Exercise text:
Politicians don’t do panic, not officially, but there was more than a touch of desperation to the latest responses of the Irish and British governments to surging Covid-19 case numbers.
Both Micheál Martin and Boris Johnson were forced on Wednesday to pull down the shutters on society given the paucity of alternative ways they have of tackling the virus.
Almost a year since we started fighting the disease, lockdown remains the fallback response of politicians when they can no longer ignore the warnings delivered by public health officials.
Hospital Report
With the decision to delay the reopening of schools in the Republic, the final plank in the Government’s strategy for tackling Covid-19 has been swept away.
Ministers may contend that the delay is just for a few days, but we have heard a similar refrain before in relation to the closure of schools and the length of lockdowns generally.
As a nation we are now shutting our schools and depriving our students of a proper education, while at the same time leaving off-licences open. This even though alcohol has repeatedly been identified as a driver of unsafe socialisation and although the biggest rises in case numbers are occurring in 18- to 34-year-olds, traditionally the biggest consumers of alcohol.

Task to carry out:
In the article on the Irish and British Covid-19 responses, which age group is seeing the biggest rises in case numbers?

Excerpted records:

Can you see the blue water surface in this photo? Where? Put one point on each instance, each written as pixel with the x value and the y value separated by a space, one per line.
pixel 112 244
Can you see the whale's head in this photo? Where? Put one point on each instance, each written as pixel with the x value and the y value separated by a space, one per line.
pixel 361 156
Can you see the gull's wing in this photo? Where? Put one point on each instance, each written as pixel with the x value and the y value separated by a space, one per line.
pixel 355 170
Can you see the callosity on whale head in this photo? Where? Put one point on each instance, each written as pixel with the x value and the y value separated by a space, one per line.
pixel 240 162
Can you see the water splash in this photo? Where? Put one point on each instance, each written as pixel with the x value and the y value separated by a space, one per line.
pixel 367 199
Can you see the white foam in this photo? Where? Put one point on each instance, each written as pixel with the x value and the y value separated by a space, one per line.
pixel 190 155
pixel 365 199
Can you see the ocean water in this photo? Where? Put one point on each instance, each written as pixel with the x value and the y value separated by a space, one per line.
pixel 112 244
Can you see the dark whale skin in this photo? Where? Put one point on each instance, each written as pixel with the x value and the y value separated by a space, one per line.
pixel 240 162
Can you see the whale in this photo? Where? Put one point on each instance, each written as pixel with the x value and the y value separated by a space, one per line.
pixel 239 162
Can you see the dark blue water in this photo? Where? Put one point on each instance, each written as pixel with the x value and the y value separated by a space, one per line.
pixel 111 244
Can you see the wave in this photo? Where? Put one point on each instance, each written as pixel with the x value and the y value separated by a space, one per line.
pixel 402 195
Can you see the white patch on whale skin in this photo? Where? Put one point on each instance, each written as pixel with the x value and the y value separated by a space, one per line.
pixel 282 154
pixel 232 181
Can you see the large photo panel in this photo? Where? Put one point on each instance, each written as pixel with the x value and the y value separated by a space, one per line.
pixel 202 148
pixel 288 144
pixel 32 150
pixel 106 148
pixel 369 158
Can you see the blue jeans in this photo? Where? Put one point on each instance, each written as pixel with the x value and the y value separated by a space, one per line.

Written answer:
The biggest rises are among 18- to 34-year-olds.